Please answer these questions from the Roksan speaker review below:
(a) What is the diameter of the mid-bass unit?
(b) How much do the speakers weigh?
(c) Who conducted the orchestra on the Dakota Staton album?

-- Begin Selected excerpt --

Roksan’s TR5 speakers: the next generation

25th May 2016

Releasing an improved design brief to the original TR5 standmounts, Paul Rigby reviews the Roksan TR5 S2 speakers

Roksan’s TR5 bi-wire capable speakers are back as ‘second generation’ (hence the S2 tag) models. I first saw these speakers at the recent Sound & Vision 2016 show in Bristol last February and was eager to grab a set to see how they sounded.


They both stand proud with a custom-designed, paper cast-based, 130mm mid-bass unit plus the star of the show (especially at this price) a vertical ribbon tweeter (including dispersion damping foam) in a piano lacquered cabinet. Main improvements? Well, you need to go inside for that and the upgraded cabinet damping material as well as an upgraded crossover that features improved components.


Spanning 190 x 280 x 370mm, the Roksan speakers weigh in at a healthy 8.0kg.

So how do they sound?


Starting with Dakota Staton’s album ‘Round Midnight from the original Capitol vinyl release, issued in 1960, I noticed – as I ran to lower the volume on my pre-amp – a useful sensitivity for those of you who might own low powered amplifiers.

From that moment onwards, I was struck by two aspects of the Roksans on this low key jazz vocal, fronting an orchestra conducted by Benny Carter. First up was the low noise that produced an informative clarity. Hence, Staton’s own vocal presentation provided an attractive textural feel that was infused by her natural liking to accentuate her diction. Staton obviously enjoyed delving deep into a lyric and liked to present them in an accurate manner. Not having to fight with extraneous noise aided Staton’s quest.


More than that, though, the low noise also helped instrumental separation which meant that the introductory clarinet, before the vocal kicked in, was intriguingly complex and reedy in nature with an eyebrow-raising resonance as the instrumentalist put some power behind his playing.

The low noise also allowed far more of the playful introductory piano to be heard while percussion was complex as the upper midband exhibited this delicate and fragile performance, especially in the early parts of the song.

The degree of air and space that surrounded the string-based inserts enhanced the clarity and transparency of this area of the soundstage, giving the strings an emotional impassioned and fervent presentation.

I then moved to a more contemporary release, Rootmasters’ dub-like track, Elephant Puddle (2007), featuring The Orb’s Alex Patterson and a chance for the Roksans to display their bass qualities.

-- End Selected excerpt --
-- Begin Extracted entries --

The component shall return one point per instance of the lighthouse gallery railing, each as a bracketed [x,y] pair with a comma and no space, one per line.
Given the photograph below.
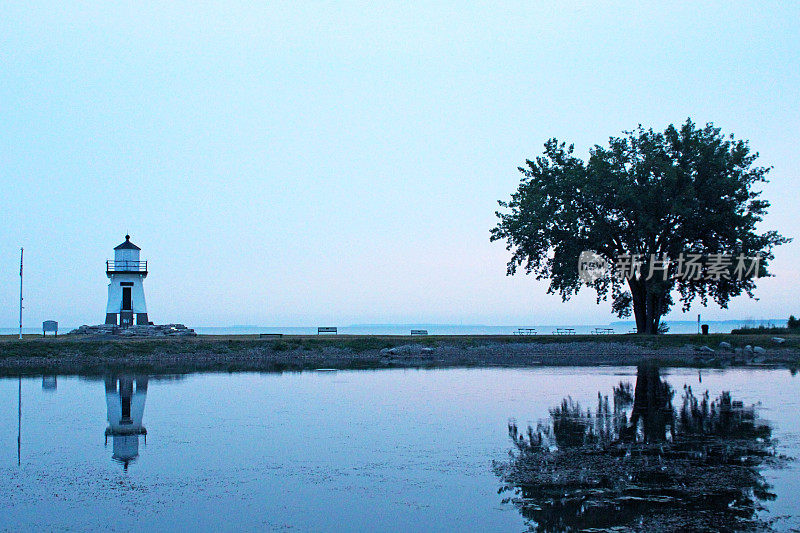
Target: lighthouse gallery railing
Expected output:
[126,266]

-- End Extracted entries --

### Solved problem
(a) 130mm
(b) 8.0kg
(c) Benny Carter